AIM:
Could you reproduce the stretch from the line containing "Confirm that each instance of the steel" through the line containing "[[19, 599], [618, 532], [419, 462]]", requests included, with every coordinate in the answers scaled by 2.5 and rounded to whole numbers, halves rounding up? Keep the requests and their sample coordinates unchanged, and return only those lines.

EXERCISE INPUTS:
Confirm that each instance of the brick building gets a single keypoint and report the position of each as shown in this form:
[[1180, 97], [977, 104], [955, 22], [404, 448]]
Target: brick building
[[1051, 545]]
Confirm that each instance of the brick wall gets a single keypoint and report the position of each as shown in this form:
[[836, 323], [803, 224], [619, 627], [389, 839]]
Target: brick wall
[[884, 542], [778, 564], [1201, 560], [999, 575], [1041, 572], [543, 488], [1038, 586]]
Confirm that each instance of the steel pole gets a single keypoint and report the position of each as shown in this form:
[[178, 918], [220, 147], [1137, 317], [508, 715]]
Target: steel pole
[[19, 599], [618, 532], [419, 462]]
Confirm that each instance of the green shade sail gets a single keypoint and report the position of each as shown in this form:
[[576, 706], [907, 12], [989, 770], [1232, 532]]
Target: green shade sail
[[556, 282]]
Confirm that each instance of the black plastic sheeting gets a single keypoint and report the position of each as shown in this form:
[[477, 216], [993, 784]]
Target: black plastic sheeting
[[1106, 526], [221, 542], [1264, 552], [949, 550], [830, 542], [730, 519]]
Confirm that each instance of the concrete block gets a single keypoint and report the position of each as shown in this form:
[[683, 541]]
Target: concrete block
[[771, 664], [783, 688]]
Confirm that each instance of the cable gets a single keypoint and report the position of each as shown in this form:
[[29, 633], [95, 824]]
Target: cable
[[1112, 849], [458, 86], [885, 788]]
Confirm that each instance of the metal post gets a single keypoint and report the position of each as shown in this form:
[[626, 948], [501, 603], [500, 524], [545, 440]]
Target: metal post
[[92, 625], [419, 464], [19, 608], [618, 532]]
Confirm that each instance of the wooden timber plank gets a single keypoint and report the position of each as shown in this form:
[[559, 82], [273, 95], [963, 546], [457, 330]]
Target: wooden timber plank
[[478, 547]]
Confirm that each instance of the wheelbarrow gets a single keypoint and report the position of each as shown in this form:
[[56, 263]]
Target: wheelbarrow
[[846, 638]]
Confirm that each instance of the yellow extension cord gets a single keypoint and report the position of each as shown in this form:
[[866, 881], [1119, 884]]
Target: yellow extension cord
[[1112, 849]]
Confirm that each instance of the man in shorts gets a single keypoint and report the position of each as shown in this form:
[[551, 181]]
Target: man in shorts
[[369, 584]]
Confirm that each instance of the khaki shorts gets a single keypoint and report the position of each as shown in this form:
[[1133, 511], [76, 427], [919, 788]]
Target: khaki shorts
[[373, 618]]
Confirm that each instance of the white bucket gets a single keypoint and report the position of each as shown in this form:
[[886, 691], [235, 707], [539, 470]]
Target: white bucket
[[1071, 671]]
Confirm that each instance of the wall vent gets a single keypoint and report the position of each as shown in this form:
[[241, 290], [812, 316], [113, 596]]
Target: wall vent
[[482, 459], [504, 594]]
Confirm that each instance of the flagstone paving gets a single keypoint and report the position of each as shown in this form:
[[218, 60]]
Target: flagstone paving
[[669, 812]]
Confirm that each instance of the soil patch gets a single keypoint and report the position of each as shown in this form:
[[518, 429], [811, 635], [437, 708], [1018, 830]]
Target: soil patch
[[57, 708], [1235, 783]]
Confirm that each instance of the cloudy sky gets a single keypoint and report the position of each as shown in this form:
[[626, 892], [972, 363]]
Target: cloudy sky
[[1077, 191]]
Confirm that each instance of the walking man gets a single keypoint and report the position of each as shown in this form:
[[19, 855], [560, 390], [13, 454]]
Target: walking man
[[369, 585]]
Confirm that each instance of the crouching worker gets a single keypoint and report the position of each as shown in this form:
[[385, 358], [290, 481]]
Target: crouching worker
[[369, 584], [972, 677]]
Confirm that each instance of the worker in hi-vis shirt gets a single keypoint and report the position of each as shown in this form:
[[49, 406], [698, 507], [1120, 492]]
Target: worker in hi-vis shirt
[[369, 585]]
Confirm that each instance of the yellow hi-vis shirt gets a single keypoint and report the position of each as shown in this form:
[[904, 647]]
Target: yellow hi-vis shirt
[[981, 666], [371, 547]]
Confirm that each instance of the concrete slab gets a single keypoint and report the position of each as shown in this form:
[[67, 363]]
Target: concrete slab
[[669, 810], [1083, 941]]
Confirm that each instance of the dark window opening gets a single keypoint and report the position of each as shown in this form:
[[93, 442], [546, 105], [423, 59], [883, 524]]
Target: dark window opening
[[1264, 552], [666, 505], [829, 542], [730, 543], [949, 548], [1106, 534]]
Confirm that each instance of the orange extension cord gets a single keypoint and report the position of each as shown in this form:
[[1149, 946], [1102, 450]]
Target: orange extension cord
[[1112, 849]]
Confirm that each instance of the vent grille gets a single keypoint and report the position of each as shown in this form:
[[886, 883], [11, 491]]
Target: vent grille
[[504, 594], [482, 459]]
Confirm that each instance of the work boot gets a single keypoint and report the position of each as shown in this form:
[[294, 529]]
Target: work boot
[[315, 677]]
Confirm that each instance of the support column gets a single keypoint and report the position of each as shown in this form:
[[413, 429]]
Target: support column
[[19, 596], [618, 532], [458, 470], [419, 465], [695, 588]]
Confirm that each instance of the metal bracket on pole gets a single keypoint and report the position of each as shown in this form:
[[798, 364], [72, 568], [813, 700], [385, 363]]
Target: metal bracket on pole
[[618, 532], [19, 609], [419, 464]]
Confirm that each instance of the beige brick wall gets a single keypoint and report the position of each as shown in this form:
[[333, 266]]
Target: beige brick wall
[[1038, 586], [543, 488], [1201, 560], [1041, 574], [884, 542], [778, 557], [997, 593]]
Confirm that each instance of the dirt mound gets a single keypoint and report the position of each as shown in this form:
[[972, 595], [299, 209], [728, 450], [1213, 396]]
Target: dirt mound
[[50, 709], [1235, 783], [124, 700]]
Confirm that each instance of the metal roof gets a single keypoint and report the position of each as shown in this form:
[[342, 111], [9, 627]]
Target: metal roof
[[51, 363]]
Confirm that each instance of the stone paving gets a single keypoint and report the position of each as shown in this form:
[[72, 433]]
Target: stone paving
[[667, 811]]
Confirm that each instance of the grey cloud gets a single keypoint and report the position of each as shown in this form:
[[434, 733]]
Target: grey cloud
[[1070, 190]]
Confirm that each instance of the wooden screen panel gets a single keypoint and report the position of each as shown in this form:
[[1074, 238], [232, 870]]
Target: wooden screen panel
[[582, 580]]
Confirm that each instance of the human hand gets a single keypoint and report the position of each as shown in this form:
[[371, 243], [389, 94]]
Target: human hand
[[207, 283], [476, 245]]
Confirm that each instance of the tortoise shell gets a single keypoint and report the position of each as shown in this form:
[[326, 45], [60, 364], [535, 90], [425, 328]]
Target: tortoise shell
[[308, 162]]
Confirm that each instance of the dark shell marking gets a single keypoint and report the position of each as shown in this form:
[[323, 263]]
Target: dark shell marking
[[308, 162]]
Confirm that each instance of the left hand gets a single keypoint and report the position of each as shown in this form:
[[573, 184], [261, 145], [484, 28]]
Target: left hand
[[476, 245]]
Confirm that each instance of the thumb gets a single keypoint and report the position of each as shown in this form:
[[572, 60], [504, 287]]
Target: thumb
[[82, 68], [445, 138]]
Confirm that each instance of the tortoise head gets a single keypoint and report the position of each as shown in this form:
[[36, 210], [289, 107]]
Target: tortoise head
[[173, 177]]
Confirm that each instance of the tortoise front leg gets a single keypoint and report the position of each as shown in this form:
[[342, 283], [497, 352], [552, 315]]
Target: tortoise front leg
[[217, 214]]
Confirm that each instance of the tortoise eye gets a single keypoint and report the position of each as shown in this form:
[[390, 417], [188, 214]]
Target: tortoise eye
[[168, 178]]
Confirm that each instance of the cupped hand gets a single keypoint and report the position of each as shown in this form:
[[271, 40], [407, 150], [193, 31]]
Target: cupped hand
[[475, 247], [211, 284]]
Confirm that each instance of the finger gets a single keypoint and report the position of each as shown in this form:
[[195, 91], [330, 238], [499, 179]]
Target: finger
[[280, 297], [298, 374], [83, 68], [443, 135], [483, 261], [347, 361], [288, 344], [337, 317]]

TASK ANSWER:
Confirm that each instance of the steel pole gets a single keypoint and report the position of each as shown in this form:
[[178, 918], [220, 147], [1137, 317], [508, 715]]
Target: steel pole
[[48, 1498], [1545, 1330], [1048, 1155]]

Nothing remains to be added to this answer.